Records
— Start —

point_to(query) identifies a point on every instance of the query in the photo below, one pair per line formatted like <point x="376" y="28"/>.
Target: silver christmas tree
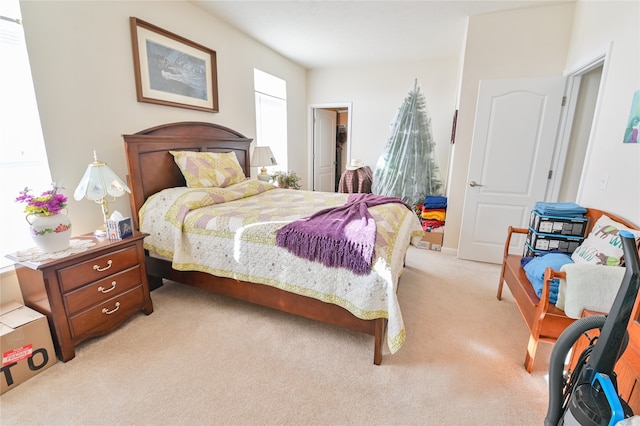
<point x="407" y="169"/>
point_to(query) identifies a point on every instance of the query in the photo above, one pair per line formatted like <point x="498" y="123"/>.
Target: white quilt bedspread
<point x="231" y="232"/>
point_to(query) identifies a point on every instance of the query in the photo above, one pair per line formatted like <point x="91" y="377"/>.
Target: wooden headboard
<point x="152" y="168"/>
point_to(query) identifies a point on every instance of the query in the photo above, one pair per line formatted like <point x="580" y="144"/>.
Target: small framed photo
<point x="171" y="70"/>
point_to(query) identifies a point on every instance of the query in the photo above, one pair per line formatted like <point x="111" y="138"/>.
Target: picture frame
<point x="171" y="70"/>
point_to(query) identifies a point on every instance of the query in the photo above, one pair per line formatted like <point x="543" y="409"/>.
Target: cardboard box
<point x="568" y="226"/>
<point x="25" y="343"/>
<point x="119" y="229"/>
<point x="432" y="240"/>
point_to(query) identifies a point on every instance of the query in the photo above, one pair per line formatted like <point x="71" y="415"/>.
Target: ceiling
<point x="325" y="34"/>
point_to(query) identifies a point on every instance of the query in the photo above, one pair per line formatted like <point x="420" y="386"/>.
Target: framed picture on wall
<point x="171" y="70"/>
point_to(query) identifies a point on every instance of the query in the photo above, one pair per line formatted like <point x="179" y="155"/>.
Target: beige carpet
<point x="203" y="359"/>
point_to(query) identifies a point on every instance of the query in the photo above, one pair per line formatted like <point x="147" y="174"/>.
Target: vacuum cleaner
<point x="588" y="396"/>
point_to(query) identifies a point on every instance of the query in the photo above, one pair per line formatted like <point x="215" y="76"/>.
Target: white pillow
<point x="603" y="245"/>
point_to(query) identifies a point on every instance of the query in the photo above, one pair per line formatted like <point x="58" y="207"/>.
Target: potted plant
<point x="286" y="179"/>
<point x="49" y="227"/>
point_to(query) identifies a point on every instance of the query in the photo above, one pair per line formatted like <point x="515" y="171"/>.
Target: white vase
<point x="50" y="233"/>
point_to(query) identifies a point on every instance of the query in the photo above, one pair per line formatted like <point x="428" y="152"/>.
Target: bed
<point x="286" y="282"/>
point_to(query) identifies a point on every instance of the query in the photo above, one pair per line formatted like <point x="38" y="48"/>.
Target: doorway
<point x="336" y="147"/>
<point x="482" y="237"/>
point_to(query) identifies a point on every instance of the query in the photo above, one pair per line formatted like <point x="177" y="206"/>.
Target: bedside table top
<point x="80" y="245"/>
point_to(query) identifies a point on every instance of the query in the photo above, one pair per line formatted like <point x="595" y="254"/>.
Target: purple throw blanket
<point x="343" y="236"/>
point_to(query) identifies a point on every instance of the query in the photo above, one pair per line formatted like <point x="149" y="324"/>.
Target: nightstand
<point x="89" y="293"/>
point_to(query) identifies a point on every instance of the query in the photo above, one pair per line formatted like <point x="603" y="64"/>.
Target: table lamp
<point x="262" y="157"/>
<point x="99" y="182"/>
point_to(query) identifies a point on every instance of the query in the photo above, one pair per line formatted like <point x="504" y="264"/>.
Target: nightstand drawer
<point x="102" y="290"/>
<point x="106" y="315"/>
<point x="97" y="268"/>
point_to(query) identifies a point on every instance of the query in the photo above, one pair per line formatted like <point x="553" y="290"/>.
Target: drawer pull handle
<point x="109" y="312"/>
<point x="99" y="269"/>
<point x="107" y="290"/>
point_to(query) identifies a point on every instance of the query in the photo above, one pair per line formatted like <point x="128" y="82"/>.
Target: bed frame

— End —

● Problem details
From start to finish, output the listing exactly, but omit its pictures.

● Finished answer
point_to(query) identifies a point on every instance of the query in the photo below, one pair per line formatted like <point x="376" y="28"/>.
Target: silver christmas tree
<point x="407" y="169"/>
point_to(query) identifies a point on every instance of the query in the photo above, one pair per line formatted like <point x="498" y="123"/>.
Target: white quilt bedspread
<point x="231" y="232"/>
point_to(query) identifies a point on every instance of the query in the photo above, one pair per line formatted like <point x="91" y="377"/>.
Target: wooden headboard
<point x="152" y="168"/>
point_to(query) identifies a point on every instance of the query in the photo above, one pair per line formatted like <point x="580" y="144"/>.
Target: small framed photo
<point x="171" y="70"/>
point_to(query) identifies a point on every instance of the query in the photo above, one pair per line formatted like <point x="111" y="138"/>.
Target: picture frame
<point x="171" y="70"/>
point_to(query) identifies a point on every instance of the query in the photo above, one pair per line formatted like <point x="543" y="409"/>.
Target: cardboard box
<point x="568" y="226"/>
<point x="25" y="343"/>
<point x="119" y="229"/>
<point x="432" y="240"/>
point_to(query) identifies a point on every instance of the query in the photo above, one pair per line formatted like <point x="71" y="415"/>.
Target: ceiling
<point x="325" y="34"/>
point_to(query) identifies a point on every instance of the query in the photo above, one pair per line formatted like <point x="420" y="386"/>.
Target: framed picture on wall
<point x="171" y="70"/>
point_to(query) identifies a point on every instance of the query in the photo above, one pair per line formatted like <point x="179" y="155"/>.
Target: beige carpet
<point x="203" y="359"/>
point_to(query) identifies a point on every instance of the query in the photo above, one pair per line formatted like <point x="147" y="174"/>.
Target: vacuum cleaner
<point x="588" y="396"/>
point_to(query) identifies a point on every instance of the query in the photo above, one pair per line formatted like <point x="215" y="76"/>.
Target: white pillow
<point x="603" y="245"/>
point_to(query) identifies a point on every instance of the query in the photo above, one pair per line formatted like <point x="58" y="207"/>.
Target: potted plant
<point x="286" y="179"/>
<point x="49" y="227"/>
point_to(query) identifies a point on every instance of the query in the photo above, one pair per line formatted like <point x="515" y="171"/>.
Target: white vase
<point x="50" y="233"/>
point_to(query) identifies a point on every instance of the query in the photo above, one pair per line formatted like <point x="428" y="152"/>.
Target: bed
<point x="286" y="282"/>
point_to(query) identifies a point on every instance of the query in the photo above, one pair per line formatted like <point x="38" y="48"/>.
Target: doorway
<point x="336" y="147"/>
<point x="482" y="237"/>
point_to(query) identifies a point on every instance of the query in the photo above, one pair per line formatted like <point x="177" y="206"/>.
Target: bedside table top
<point x="80" y="245"/>
point_to(query) identifies a point on every instance of the query in the photo above, one pair per line formatted like <point x="595" y="254"/>.
Target: purple throw blanket
<point x="343" y="236"/>
point_to(query) identifies a point on every instance of the query in the photo above, one pair per line formatted like <point x="149" y="324"/>.
Target: nightstand
<point x="89" y="293"/>
point_to(query) identifies a point on every instance of the query in the photo above, one pair per line formatted like <point x="603" y="64"/>.
Target: table lamp
<point x="262" y="157"/>
<point x="99" y="182"/>
point_to(query) identifies a point on every instance of the query in the photo above, one pair per line formatted like <point x="504" y="264"/>.
Target: nightstand drawer
<point x="102" y="290"/>
<point x="106" y="315"/>
<point x="97" y="268"/>
point_to(query) identifies a point on every instance of the query in the photo above, one pair per line formatted like <point x="553" y="290"/>.
Target: drawer pull handle
<point x="109" y="312"/>
<point x="99" y="269"/>
<point x="107" y="290"/>
point_to(query) identifies a point on every instance of the query in the photo above, one pair per line formatted like <point x="128" y="82"/>.
Target: bed frame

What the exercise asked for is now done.